Artemis, veduta della mostra di Sugamiele e Riboli, Spazio15, Brescia
Artemis è il programma di volo portato avanti dalla NASA, dall’ESA e da altre agenzie spaziali, con l’obiettivo di far sbarcare sulla Luna, precisamente nella regione del polo sud lunare, entro il 2024, la prima donna e il prossimo uomo (l’ultimo fu Gene Cernan, nel 1972). Nella mitologia greca, infatti, Artemide, oltre a essere la sorella gemella di Apollo e dea della caccia, degli animali selvatici e della foresta, veniva anche identificata come la personificazione della Luna crescente. Da queste suggestioni, comprese tra i mondi della mitologia antica e l’universo da scoprire, prende le mosse “Artemis”, progetto espositivo presentato da Spazio15, a Brescia, che mette in dialogo un’installazione site specific di Mattia Sugamiele e le opere di Stefano Riboli.

• Dati forniti:

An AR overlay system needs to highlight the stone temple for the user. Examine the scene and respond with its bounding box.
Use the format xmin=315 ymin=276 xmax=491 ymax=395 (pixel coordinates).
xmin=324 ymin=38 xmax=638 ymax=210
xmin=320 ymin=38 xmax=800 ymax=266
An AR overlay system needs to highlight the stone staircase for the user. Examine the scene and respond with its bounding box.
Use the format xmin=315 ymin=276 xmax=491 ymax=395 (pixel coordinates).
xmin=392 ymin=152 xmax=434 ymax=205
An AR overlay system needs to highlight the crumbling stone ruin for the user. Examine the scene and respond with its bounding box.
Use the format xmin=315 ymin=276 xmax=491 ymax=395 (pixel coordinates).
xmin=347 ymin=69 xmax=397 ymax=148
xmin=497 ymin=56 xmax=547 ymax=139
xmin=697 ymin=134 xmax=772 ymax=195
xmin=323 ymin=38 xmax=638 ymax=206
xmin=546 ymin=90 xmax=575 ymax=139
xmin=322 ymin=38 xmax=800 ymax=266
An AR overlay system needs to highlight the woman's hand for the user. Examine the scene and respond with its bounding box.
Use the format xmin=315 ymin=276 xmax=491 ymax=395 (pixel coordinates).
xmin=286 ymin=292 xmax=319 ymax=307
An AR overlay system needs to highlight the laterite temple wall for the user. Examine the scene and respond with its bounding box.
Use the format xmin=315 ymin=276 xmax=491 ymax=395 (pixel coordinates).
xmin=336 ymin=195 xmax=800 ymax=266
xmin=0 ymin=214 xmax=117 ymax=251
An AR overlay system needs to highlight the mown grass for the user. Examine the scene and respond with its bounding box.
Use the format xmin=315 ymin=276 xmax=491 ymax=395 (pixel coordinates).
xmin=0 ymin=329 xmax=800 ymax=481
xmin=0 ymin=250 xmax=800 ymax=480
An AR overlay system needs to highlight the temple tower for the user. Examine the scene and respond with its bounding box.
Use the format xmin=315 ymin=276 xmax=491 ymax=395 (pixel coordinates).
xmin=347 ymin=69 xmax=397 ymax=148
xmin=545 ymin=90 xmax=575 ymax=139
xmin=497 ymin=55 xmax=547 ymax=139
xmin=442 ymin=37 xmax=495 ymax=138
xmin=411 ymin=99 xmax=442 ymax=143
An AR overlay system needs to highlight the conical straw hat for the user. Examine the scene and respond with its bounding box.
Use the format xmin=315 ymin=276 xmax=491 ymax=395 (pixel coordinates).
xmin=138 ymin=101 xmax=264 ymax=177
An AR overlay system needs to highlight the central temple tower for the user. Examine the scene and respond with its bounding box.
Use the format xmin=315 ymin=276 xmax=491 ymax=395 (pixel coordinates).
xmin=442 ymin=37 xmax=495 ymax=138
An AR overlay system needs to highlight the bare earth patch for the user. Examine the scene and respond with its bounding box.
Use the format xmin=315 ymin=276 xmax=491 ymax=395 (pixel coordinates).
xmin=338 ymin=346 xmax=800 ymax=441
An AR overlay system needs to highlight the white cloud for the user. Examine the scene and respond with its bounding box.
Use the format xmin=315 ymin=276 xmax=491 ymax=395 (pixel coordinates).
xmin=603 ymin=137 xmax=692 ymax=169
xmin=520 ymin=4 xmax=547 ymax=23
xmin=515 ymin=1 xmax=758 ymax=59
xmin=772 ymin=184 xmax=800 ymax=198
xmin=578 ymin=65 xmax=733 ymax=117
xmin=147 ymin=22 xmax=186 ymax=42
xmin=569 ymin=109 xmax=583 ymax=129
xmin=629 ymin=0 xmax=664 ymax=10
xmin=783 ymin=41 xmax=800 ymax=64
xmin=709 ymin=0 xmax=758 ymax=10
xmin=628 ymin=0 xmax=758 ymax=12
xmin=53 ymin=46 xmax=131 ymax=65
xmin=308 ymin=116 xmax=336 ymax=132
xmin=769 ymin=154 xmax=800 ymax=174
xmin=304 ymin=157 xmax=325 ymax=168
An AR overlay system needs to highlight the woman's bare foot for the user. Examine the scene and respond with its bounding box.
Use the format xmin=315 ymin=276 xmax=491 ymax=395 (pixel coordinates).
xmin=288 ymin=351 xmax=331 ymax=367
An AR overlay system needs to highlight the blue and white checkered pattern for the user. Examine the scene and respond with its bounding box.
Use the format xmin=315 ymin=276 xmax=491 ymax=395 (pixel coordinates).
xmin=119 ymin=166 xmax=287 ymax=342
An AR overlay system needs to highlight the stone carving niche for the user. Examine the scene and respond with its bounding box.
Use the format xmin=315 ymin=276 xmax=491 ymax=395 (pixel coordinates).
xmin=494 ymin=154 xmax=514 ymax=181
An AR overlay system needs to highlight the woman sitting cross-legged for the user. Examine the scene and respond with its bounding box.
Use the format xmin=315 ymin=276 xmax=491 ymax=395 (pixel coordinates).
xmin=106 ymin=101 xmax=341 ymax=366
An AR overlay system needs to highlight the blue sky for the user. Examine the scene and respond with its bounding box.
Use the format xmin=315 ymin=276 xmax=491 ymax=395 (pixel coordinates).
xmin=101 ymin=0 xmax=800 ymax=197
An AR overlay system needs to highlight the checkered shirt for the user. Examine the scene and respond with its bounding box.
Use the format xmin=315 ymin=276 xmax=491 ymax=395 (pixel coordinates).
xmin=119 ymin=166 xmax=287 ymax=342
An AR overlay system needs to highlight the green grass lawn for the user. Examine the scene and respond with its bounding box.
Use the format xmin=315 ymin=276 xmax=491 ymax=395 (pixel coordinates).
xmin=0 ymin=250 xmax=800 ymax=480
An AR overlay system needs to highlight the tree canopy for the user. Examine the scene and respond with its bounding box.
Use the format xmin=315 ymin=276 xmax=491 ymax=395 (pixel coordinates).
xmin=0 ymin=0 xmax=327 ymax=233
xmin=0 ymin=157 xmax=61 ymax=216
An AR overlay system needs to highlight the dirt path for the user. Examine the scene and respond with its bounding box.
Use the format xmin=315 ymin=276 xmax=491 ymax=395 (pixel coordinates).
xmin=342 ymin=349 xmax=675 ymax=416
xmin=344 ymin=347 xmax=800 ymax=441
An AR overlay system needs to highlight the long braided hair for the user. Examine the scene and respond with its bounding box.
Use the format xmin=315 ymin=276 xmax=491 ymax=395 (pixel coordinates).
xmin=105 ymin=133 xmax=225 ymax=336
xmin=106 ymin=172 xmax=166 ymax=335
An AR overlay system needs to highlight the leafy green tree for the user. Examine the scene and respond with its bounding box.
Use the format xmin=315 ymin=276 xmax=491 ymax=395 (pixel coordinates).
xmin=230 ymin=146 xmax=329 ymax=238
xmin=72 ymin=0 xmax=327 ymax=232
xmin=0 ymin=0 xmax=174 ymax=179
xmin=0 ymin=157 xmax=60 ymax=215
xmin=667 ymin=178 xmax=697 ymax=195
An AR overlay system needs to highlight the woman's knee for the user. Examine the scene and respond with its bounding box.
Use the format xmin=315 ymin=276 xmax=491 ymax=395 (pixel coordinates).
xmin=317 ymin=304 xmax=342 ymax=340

• Compiti da svolgere:
1. Riporti il passo del testo di riferimento da "Artemis, veduta della" fino a "di Stefano Riboli." compreso, sostituendo "Gene Cernan" con "Eugene Cernan".
2. Secondo il testo di riferimento, entro quale anno il programma Artemis intende far sbarcare sulla Luna la prima donna e il prossimo uomo?
3. In base al testo di riferimento, spieghi quale legame univa Artemide alla Luna nella mitologia greca.

• Le sue risposte:
1.
Artemis, veduta della mostra di Sugamiele e Riboli, Spazio15, Brescia
Artemis è il programma di volo portato avanti dalla NASA, dall’ESA e da altre agenzie spaziali, con l’obiettivo di far sbarcare sulla Luna, precisamente nella regione del polo sud lunare, entro il 2024, la prima donna e il prossimo uomo (l’ultimo fu Eugene Cernan, nel 1972). Nella mitologia greca, infatti, Artemide, oltre a essere la sorella gemella di Apollo e dea della caccia, degli animali selvatici e della foresta, veniva anche identificata come la personificazione della Luna crescente. Da queste suggestioni, comprese tra i mondi della mitologia antica e l’universo da scoprire, prende le mosse “Artemis”, progetto espositivo presentato da Spazio15, a Brescia, che mette in dialogo un’installazione site specific di Mattia Sugamiele e le opere di Stefano Riboli.

2. Entro il 2024.

3. Nella mitologia greca Artemide era la sorella gemella di Apollo e la dea della caccia, degli animali selvatici e della foresta. Veniva inoltre identificata come la personificazione della Luna crescente.